SECCIÓN DEL DOCUMENTO:
◆ ◆ ◆ ◆ ◆
Envueltos en una atmosfera apocalíptica, escuchando y leyendo continuamente noticias sobre masacres en el Medio Oriente, miseria en Venezuela, tiranos en el este de Europa y demagogos en el oeste, políticas de pan y circo tanto en Estados Unidos como en México, resulta un tanto agobiante. Y a pesar de esto, últimamente he sentido resurgir en lo personal un lado romántico o, según mi madre, quijotesco. Extraña ocurrencia dado el tiempo y el país en el que vivo. Este romanticismo me lleva a voltear la vista hacia Europa y Japón, hacia las naciones más estables y prósperas del mundo. Naciones como Holanda, Bélgica, el Reino Unido y las naciones Escandinavas, y observo un común denominador entre ellas: la monarquía constitucional.

La monarquía constitucional es una forma de Estado en la que existe separación de poderes, donde el monarca ostenta el Poder Ejecutivo nombrando al gobierno, mientras que el Poder Legislativo, lo ejerce una asamblea o parlamento, habitualmente electo por los ciudadanos. La actuación del monarca está siempre sujeta a los dictámenes de una constitución escrita o no escrita.1 Surgida de las ideas de la ilustración, entre sus principales antecedentes se encuentran la Revolución Gloriosa de 1688 y la subsecuente declaración de derechos (Bill of Rights), la revolución francesa y la novedosa constitución de 1791 en Polonia.
◆ ◆ ◆ ◆ ◆
DATOS PROPORCIONADOS:
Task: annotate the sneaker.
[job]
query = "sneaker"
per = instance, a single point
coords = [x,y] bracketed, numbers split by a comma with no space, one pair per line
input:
◆ ◆ ◆ ◆ ◆
DESCRIPCIÓN DE LA TAREA:
Extrae sin ningún cambio, del texto sobre la monarquía constitucional, el fragmento desde "Envueltos en una" hasta "la monarquía constitucional.".

SOLUCIÓN PROPUESTA:
Envueltos en una atmosfera apocalíptica, escuchando y leyendo continuamente noticias sobre masacres en el Medio Oriente, miseria en Venezuela, tiranos en el este de Europa y demagogos en el oeste, políticas de pan y circo tanto en Estados Unidos como en México, resulta un tanto agobiante. Y a pesar de esto, últimamente he sentido resurgir en lo personal un lado romántico o, según mi madre, quijotesco. Extraña ocurrencia dado el tiempo y el país en el que vivo. Este romanticismo me lleva a voltear la vista hacia Europa y Japón, hacia las naciones más estables y prósperas del mundo. Naciones como Holanda, Bélgica, el Reino Unido y las naciones Escandinavas, y observo un común denominador entre ellas: la monarquía constitucional.